GOAL:
Find every line in the rows below that contains the word "fence" and copy each such line in full. Case counts.

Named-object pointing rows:
-- BEGIN --

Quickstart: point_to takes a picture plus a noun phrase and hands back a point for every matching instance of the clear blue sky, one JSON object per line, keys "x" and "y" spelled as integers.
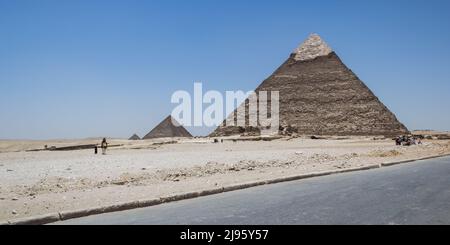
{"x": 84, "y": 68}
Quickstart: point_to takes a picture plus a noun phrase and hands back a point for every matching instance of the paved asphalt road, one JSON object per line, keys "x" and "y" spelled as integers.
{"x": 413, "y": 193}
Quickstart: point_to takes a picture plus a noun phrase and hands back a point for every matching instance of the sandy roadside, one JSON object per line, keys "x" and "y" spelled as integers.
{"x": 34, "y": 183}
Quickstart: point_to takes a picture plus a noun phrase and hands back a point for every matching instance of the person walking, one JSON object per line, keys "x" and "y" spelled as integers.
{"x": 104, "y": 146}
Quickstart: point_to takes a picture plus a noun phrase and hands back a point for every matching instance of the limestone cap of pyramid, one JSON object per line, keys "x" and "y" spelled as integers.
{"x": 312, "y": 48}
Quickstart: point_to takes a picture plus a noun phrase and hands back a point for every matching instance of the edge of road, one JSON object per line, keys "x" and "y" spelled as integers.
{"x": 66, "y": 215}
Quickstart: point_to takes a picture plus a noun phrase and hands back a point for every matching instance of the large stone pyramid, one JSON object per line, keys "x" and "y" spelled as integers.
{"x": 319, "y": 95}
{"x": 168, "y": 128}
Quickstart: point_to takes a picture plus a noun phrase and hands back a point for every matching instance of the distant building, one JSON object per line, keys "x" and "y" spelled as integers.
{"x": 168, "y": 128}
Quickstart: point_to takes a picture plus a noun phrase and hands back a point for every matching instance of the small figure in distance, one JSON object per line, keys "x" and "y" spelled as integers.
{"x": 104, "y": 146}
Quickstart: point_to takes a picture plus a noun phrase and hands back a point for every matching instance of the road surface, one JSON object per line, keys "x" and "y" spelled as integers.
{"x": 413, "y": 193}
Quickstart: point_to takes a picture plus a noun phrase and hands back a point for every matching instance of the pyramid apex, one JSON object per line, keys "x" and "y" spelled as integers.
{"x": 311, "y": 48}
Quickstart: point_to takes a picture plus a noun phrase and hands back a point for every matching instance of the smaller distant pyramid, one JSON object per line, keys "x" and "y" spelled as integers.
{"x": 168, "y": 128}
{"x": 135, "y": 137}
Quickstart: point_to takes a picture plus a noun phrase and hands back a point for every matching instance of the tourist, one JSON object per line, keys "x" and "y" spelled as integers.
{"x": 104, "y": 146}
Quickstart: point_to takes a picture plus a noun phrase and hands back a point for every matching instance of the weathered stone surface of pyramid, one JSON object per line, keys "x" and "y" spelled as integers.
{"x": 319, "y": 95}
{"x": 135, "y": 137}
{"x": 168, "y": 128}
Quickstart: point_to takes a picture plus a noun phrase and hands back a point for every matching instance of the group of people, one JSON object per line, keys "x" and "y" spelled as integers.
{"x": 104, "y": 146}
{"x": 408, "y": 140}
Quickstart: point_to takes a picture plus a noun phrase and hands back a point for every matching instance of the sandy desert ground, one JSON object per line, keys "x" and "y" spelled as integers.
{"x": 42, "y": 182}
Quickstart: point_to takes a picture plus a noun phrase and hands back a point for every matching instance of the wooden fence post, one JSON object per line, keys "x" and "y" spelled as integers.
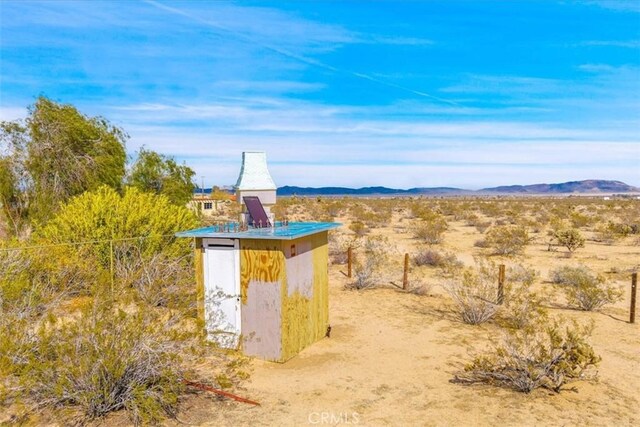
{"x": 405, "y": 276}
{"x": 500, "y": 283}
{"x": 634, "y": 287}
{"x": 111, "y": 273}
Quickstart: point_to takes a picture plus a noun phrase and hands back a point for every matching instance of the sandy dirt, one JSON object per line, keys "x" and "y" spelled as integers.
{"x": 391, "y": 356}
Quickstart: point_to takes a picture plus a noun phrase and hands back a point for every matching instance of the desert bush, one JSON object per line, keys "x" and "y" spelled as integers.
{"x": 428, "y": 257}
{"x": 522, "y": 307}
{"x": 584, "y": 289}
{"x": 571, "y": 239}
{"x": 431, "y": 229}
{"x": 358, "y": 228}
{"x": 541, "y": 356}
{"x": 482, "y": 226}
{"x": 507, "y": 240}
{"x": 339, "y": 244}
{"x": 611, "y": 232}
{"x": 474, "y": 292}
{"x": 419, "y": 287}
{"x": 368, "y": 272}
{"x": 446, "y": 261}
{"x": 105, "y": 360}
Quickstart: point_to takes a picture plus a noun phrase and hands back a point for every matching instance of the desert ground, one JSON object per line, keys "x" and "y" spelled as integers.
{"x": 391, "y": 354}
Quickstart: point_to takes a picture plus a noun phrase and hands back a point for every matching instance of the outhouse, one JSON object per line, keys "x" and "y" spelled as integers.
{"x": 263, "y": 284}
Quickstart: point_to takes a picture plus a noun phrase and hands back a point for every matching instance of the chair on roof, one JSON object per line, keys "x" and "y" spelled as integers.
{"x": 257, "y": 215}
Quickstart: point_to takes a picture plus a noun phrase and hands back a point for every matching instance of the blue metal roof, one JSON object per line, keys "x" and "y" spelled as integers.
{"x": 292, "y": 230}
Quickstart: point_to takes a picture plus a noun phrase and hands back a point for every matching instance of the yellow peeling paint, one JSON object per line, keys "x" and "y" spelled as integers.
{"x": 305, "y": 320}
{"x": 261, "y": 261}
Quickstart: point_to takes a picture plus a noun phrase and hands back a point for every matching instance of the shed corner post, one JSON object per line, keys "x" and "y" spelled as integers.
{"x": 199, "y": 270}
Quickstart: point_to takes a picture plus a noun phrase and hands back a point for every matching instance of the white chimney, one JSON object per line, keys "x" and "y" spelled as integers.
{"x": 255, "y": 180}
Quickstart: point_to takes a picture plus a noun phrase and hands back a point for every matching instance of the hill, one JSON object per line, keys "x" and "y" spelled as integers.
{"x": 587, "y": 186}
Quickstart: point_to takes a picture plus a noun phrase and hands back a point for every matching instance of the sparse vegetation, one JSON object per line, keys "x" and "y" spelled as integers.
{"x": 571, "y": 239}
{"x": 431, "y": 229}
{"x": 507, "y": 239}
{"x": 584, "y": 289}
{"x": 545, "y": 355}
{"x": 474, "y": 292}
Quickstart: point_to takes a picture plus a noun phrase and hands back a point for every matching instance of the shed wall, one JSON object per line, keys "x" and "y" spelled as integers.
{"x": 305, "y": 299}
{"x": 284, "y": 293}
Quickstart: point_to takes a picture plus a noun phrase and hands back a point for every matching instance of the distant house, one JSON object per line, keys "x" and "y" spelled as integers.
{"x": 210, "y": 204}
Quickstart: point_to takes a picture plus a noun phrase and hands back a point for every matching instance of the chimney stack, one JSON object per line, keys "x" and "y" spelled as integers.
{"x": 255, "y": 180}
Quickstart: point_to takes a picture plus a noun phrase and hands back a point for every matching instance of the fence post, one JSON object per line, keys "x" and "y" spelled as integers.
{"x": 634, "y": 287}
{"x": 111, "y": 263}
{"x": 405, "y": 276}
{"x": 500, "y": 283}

-- END --
-- BEGIN --

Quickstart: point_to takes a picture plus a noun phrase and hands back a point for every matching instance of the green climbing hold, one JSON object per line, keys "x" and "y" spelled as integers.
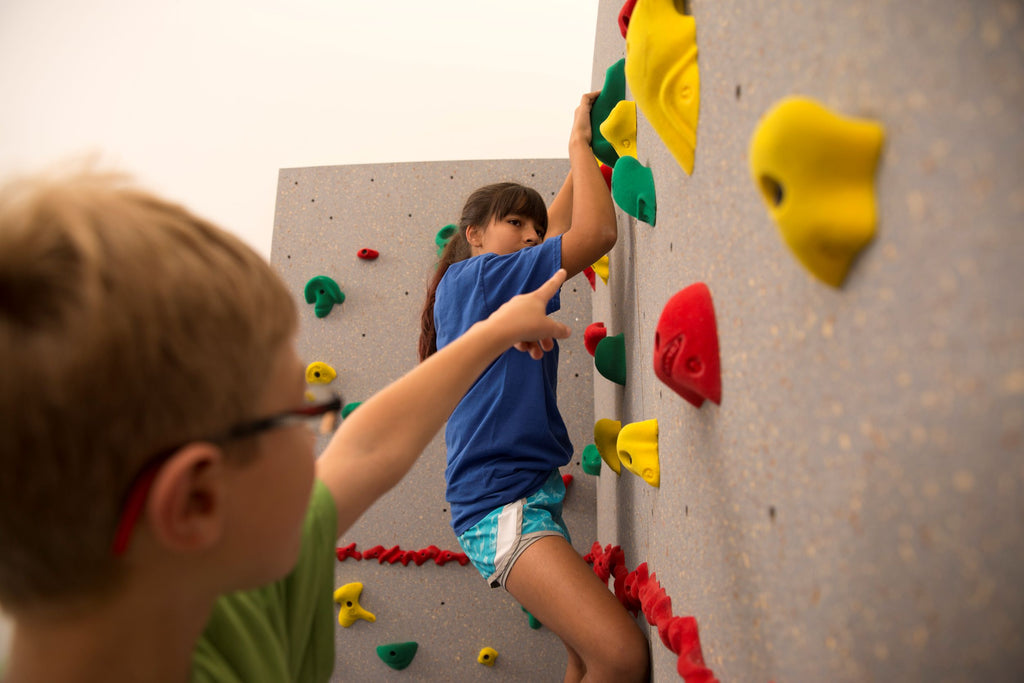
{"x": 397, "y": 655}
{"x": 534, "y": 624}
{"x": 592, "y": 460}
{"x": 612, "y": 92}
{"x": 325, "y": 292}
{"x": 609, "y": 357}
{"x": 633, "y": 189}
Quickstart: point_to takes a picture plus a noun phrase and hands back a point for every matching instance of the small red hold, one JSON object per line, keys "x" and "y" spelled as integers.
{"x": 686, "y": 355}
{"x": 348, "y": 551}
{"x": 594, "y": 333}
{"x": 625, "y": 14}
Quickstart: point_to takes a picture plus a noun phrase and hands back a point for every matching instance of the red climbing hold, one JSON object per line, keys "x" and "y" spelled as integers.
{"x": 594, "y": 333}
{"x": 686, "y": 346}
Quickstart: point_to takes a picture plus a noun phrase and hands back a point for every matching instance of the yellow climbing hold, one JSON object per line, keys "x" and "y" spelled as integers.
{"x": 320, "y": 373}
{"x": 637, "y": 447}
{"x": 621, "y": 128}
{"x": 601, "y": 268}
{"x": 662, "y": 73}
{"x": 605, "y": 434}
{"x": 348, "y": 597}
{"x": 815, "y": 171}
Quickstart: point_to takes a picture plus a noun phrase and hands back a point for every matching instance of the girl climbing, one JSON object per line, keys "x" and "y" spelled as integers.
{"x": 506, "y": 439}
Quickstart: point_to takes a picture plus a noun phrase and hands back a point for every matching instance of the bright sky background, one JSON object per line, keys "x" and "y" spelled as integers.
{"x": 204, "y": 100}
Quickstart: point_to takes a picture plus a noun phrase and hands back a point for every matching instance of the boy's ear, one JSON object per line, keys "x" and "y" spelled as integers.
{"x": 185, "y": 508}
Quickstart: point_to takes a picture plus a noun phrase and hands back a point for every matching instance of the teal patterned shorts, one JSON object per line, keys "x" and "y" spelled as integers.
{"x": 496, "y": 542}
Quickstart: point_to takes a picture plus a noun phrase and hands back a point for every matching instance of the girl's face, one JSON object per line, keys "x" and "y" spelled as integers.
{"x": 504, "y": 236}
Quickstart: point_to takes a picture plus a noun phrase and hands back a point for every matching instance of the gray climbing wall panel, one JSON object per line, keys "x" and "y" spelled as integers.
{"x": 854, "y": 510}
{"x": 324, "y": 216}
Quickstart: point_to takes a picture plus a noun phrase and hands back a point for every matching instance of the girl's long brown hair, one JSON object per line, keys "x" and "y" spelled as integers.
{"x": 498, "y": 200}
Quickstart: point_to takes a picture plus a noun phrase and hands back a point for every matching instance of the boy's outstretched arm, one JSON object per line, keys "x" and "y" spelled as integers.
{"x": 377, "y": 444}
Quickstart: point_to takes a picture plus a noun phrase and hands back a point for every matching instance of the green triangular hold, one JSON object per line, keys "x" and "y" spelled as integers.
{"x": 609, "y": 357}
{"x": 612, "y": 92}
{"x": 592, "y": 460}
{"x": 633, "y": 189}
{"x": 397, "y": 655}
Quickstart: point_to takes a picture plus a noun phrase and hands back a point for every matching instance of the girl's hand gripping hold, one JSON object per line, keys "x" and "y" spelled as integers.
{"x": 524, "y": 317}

-- END --
-- BEGIN --

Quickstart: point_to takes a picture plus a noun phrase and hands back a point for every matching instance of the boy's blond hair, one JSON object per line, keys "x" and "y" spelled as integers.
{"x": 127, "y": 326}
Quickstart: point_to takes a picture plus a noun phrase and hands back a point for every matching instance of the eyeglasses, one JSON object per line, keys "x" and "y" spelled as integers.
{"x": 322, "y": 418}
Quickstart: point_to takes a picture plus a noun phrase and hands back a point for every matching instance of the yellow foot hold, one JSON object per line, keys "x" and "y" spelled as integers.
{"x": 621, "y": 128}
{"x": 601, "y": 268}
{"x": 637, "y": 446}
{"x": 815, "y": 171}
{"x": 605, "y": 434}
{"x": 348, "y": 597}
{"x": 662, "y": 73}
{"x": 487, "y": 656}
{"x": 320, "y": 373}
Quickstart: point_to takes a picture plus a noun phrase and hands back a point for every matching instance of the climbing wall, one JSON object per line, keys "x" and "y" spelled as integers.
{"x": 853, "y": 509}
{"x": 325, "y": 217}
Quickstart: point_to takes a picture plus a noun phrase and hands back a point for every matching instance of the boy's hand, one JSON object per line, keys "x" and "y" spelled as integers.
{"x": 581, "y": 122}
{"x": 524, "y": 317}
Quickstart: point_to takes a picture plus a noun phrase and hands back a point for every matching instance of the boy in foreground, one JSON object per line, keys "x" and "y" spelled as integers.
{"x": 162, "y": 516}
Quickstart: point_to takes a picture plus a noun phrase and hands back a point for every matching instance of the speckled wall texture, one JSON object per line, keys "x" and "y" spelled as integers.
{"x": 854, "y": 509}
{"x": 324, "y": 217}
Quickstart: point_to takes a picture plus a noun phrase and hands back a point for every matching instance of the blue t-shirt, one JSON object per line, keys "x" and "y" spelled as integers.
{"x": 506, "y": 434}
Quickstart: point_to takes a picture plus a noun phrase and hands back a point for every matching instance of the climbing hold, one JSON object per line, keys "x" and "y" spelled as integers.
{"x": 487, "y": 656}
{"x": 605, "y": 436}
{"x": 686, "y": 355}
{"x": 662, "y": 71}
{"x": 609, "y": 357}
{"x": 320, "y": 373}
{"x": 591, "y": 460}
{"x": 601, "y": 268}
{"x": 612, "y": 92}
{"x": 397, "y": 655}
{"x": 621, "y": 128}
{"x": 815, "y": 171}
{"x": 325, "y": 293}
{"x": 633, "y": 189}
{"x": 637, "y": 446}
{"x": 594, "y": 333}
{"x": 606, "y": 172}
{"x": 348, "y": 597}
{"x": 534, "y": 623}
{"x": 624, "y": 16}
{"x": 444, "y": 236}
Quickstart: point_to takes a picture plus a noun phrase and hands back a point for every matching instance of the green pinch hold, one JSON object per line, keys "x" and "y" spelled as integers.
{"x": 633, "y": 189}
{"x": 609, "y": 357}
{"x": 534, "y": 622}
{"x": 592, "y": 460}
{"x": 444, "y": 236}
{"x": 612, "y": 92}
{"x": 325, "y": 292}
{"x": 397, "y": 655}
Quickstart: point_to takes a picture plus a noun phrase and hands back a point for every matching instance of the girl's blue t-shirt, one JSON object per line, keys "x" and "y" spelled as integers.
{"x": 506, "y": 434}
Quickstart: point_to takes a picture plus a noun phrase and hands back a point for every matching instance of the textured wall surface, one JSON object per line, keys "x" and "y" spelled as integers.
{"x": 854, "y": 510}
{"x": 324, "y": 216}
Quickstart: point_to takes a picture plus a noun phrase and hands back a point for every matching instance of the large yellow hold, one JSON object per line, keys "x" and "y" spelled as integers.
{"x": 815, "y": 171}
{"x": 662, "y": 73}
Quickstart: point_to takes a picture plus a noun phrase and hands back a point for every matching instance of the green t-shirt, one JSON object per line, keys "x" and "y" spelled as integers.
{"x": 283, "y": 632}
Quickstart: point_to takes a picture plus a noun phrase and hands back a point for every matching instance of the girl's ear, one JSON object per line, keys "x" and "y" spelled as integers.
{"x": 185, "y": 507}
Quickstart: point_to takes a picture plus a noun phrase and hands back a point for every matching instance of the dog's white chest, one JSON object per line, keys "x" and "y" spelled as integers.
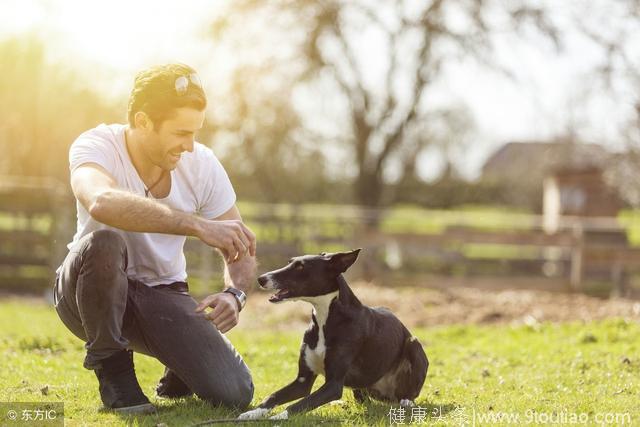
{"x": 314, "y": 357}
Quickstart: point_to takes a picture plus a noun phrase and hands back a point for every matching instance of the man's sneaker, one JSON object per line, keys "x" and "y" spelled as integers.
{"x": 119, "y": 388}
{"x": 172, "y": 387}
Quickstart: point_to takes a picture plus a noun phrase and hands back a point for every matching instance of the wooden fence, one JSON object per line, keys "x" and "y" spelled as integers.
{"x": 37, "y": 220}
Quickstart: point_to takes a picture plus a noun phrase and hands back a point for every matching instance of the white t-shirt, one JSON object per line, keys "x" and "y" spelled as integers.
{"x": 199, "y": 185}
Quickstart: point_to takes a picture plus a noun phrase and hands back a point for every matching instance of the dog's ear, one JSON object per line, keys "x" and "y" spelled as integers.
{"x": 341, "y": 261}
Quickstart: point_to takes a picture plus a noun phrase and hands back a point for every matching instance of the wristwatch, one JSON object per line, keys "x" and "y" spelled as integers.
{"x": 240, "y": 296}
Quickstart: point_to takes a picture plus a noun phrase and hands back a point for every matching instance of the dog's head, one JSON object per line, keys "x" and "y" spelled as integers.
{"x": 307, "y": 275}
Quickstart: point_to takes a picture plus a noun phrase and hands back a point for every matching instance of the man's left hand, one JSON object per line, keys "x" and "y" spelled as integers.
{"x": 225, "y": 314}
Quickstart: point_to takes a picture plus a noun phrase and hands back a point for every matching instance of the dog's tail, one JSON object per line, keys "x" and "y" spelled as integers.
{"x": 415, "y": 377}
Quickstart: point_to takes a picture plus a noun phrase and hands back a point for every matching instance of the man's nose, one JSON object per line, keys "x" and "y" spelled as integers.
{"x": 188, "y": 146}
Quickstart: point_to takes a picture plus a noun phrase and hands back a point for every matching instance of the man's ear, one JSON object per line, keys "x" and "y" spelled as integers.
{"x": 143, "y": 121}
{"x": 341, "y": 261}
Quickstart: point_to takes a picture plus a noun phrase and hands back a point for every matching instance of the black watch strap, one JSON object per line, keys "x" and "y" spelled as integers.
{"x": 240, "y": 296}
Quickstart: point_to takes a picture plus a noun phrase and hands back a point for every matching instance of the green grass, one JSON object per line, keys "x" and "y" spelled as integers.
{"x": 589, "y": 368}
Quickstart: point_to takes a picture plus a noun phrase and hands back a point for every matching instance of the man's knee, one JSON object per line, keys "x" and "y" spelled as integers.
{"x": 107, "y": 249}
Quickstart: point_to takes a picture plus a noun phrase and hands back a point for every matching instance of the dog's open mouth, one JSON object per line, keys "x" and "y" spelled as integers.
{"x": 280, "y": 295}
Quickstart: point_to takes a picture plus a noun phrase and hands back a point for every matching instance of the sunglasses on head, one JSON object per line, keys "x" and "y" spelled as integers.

-- END --

THE ANSWER:
Quickstart: point_to takes a picture plus a noun phrase and hands back a point for every matching instance of the wooden fence post, one JSON object per line, keys "x" and "y" spelled as integers.
Quickstart: point_to takes a picture plus a noun phrase and hands back a point for every matching instance of the fence post, one JSON object per line, keys "x" and "y" spelled as integers.
Quickstart: point_to takes a picture plus a noun phrase and hands back a point for every matching instance of the wooden fence, one JSON object per line, keys "x" and "y" spelled as integers.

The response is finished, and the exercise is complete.